◆ **Task statement**:
Name every publication or scripture that the Christmas tree text cites by name as a source.

◆ **Selected extract**:
◆ ◆ ◆ ◆ ◆

Most of the public loves our contribution. But every year, invariably, someone asks why Satanists would want a Christmas tree anyway?
But I think that’s the wrong question. We’d be better off asking, why does ANYONE want a Christmas tree? Other than to ensure that the landfills all smell pine-fresh come January, that is.
Britannica suggests that the modern Christmas tree has its roots in pagan rites: “Tree worship was common among the pagan Europeans, and survived their conversion to Christianity in the Scandinavian customs of decorating the house and barn with evergreens.”
But the recognizable, modern Christmas tree probably grew out of the “paradise trees” of West Germany, hung with fruit to symbolize Original Sin and with lights to represent Jesus’ light in the world. If ever any party needed more booze in the eggnog this is it, but I digress.
TIME traces the Christmas tree to European church traditions, but suggests it may have served as a winter equivalent of a maypole, that most phallic of all pagan Wicker Man accoutrements (other than Christopher Lee himself).
Many popular anecdotes credit the western Christmas tree practice to Prince Albert, “so much so that by 1861, the year of Albert’s death, it was firmly believed that this German prince had transplanted the custom to England with him.” Given that his other big cultural legacy is an elaborate genital piercing, truly a man for all seasons.
Some die-hard fundies persist that Christmas trees are actually a form of idolatry on account of Jeremiah 10 complaining that “the customs of the people are vain: for one cutteth a tree out of the forest, the work of the hands of the workman, with the axe, [and] they deck it with silver and with gold.”

◆ ◆ ◆ ◆ ◆

◆ **Extracted material**:
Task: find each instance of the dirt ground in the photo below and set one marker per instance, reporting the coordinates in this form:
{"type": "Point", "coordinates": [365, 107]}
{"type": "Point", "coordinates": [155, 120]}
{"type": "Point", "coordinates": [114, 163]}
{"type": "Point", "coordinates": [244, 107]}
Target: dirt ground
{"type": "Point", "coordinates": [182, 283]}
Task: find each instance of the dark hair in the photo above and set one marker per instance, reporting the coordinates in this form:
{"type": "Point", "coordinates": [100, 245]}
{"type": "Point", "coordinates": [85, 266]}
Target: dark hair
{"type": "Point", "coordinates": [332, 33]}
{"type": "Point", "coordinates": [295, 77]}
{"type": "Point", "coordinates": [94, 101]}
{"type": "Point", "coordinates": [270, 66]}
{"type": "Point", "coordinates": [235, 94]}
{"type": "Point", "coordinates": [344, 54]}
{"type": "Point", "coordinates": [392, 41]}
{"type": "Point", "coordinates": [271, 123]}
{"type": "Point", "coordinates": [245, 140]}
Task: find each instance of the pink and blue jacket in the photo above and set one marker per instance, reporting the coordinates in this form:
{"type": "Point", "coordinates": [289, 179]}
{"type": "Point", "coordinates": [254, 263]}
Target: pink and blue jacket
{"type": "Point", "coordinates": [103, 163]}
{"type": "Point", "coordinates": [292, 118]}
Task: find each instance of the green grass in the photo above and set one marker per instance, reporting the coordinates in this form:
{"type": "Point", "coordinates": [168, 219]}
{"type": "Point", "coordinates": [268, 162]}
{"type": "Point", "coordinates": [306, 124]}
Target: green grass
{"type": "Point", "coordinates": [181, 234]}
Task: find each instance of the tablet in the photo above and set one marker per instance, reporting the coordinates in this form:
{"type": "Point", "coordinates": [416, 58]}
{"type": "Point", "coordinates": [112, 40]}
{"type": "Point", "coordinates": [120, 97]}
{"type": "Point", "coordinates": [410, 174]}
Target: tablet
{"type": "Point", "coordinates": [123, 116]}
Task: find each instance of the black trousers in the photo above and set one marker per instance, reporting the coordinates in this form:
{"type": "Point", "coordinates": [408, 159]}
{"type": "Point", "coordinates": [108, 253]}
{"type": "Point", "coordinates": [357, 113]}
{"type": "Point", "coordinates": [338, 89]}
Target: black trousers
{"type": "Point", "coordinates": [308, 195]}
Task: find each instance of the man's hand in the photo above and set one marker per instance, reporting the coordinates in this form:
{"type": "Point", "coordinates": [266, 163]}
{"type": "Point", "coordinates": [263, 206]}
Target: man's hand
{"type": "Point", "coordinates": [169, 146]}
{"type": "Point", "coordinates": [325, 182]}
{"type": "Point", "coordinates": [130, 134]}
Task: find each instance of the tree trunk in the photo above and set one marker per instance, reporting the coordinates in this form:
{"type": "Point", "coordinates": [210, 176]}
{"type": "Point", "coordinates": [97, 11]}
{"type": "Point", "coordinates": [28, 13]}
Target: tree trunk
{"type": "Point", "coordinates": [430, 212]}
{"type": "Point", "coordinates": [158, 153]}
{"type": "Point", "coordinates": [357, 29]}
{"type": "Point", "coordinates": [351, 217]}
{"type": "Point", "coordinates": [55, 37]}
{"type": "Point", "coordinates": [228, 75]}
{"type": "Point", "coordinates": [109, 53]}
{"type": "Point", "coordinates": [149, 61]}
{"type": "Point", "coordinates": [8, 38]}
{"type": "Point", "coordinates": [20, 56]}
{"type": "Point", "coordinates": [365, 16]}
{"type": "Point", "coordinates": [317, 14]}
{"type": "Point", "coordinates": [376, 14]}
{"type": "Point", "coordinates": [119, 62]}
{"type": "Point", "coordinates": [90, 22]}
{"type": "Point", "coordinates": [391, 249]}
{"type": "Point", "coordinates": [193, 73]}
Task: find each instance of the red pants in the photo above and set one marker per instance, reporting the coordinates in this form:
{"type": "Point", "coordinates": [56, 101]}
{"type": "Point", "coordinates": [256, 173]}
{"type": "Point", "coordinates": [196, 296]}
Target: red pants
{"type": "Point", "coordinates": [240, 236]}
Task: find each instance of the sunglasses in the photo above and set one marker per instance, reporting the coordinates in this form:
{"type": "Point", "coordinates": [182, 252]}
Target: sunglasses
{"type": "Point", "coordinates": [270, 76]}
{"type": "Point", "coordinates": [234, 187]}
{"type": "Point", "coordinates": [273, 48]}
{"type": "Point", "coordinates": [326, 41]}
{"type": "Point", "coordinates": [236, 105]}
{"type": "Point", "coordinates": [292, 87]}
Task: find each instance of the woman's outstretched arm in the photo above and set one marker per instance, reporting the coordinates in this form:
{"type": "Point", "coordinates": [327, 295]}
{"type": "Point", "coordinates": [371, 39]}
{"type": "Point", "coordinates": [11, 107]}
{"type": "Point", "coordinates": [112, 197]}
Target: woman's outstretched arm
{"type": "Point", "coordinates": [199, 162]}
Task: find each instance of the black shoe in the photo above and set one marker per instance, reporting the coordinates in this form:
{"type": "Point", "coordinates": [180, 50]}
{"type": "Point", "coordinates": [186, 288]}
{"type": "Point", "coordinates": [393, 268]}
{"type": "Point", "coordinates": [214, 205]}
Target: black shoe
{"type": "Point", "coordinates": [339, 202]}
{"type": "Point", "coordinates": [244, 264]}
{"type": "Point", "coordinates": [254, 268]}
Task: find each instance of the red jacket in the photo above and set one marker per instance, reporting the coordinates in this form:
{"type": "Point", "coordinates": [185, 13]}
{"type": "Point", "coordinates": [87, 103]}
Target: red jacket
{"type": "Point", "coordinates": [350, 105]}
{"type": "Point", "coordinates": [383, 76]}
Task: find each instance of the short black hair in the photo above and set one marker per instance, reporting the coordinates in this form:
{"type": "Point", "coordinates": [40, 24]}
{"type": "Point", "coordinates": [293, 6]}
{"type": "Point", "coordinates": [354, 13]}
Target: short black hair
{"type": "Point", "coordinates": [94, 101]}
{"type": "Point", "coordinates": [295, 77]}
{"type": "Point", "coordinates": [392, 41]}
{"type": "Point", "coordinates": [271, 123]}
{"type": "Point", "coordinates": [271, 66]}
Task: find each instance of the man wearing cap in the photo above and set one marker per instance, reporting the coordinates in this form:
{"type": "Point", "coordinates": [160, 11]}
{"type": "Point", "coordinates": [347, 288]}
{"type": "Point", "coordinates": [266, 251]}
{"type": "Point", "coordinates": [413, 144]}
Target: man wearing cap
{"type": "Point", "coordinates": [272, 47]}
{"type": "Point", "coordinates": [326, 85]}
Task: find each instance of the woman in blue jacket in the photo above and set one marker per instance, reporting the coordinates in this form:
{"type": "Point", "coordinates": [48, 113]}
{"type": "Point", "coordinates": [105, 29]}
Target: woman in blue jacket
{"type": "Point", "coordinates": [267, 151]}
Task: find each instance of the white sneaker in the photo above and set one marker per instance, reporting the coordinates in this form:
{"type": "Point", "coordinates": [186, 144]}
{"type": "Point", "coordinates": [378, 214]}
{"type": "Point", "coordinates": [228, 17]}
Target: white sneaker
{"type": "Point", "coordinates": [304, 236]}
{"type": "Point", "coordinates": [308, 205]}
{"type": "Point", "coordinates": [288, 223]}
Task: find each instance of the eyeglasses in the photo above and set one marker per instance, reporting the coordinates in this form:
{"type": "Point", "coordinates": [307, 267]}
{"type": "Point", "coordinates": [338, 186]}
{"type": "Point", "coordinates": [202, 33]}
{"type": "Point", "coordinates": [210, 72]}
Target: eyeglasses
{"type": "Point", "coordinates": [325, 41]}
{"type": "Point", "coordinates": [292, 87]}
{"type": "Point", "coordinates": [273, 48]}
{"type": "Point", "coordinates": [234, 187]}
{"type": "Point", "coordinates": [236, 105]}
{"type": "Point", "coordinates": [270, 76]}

◆ ◆ ◆ ◆ ◆

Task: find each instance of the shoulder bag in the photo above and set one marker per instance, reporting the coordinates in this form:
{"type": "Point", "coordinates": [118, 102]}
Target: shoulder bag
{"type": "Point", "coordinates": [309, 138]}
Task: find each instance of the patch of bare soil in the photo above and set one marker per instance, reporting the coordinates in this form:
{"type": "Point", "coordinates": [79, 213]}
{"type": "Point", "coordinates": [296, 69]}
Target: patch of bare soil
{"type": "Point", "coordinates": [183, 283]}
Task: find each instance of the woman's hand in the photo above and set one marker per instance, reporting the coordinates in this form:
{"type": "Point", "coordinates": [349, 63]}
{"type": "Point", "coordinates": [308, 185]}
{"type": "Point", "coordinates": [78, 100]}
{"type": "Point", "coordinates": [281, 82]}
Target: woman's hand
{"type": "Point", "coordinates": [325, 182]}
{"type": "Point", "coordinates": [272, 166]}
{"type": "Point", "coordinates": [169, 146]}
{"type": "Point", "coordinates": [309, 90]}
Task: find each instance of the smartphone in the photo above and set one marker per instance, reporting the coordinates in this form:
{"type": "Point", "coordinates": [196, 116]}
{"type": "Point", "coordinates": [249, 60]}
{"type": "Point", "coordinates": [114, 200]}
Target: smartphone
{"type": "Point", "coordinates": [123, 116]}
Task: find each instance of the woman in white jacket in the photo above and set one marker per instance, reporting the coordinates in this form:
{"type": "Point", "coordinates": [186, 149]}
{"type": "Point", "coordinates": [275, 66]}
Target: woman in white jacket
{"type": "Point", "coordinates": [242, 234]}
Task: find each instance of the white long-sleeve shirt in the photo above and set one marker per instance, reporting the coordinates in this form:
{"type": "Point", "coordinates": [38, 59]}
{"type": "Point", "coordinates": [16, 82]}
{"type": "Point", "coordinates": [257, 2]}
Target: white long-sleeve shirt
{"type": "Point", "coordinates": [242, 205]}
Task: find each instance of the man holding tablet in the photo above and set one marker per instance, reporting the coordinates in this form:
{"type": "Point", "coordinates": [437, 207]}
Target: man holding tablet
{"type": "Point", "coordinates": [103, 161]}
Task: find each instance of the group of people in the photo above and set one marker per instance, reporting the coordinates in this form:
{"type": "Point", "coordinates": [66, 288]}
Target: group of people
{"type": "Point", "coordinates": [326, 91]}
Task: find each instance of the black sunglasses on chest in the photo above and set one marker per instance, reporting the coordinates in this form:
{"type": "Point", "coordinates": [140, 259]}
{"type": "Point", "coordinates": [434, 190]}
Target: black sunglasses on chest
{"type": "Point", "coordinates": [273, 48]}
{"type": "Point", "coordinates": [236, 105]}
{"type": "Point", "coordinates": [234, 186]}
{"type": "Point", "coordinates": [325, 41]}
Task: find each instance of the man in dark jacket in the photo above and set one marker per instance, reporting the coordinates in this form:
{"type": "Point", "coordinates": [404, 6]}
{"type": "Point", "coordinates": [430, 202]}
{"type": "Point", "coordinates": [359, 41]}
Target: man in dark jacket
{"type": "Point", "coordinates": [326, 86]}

◆ ◆ ◆ ◆ ◆

◆ **Written solution**:
Britannica, TIME, Jeremiah 10